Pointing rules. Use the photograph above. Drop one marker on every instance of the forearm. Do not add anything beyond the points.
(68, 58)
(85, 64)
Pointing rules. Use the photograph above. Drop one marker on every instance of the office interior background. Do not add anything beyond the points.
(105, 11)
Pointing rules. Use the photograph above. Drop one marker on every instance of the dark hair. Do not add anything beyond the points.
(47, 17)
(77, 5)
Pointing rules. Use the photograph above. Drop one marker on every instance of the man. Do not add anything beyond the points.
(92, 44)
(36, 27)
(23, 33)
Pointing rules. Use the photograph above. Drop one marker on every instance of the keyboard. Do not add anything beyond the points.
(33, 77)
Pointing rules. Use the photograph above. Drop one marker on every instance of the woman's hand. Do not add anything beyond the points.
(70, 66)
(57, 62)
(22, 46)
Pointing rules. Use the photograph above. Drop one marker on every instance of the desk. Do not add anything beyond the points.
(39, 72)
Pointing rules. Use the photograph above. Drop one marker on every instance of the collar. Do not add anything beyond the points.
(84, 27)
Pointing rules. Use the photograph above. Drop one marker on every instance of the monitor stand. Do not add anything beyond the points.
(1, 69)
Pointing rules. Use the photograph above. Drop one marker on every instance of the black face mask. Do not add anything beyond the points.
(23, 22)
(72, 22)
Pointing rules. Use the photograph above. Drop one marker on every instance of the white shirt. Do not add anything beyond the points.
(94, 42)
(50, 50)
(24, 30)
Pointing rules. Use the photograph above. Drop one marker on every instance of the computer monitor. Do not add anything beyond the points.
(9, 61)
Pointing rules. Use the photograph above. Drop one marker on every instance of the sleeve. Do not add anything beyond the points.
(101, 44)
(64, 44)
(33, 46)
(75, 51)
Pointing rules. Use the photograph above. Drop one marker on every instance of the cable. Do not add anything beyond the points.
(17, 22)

◆ ◆ ◆ ◆

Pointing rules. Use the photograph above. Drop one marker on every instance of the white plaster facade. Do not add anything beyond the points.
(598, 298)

◆ ◆ ◆ ◆

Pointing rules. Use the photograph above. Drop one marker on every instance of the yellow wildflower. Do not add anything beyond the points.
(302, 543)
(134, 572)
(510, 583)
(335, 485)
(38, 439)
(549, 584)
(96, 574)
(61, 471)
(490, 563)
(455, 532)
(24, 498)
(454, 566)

◆ ◆ ◆ ◆

GOAL OF THE EXERCISE: Return every line of the data above that contains the word "white", matching case exactly.

TASK ANSWER:
Pointing rules. Use the photograph above. Drop one marker on every instance of the white shirt. Do not add anything beyond the points.
Pointing rules. Use the photograph above. Drop one marker on every instance of the white plaster facade. Do not add anything beyond the points.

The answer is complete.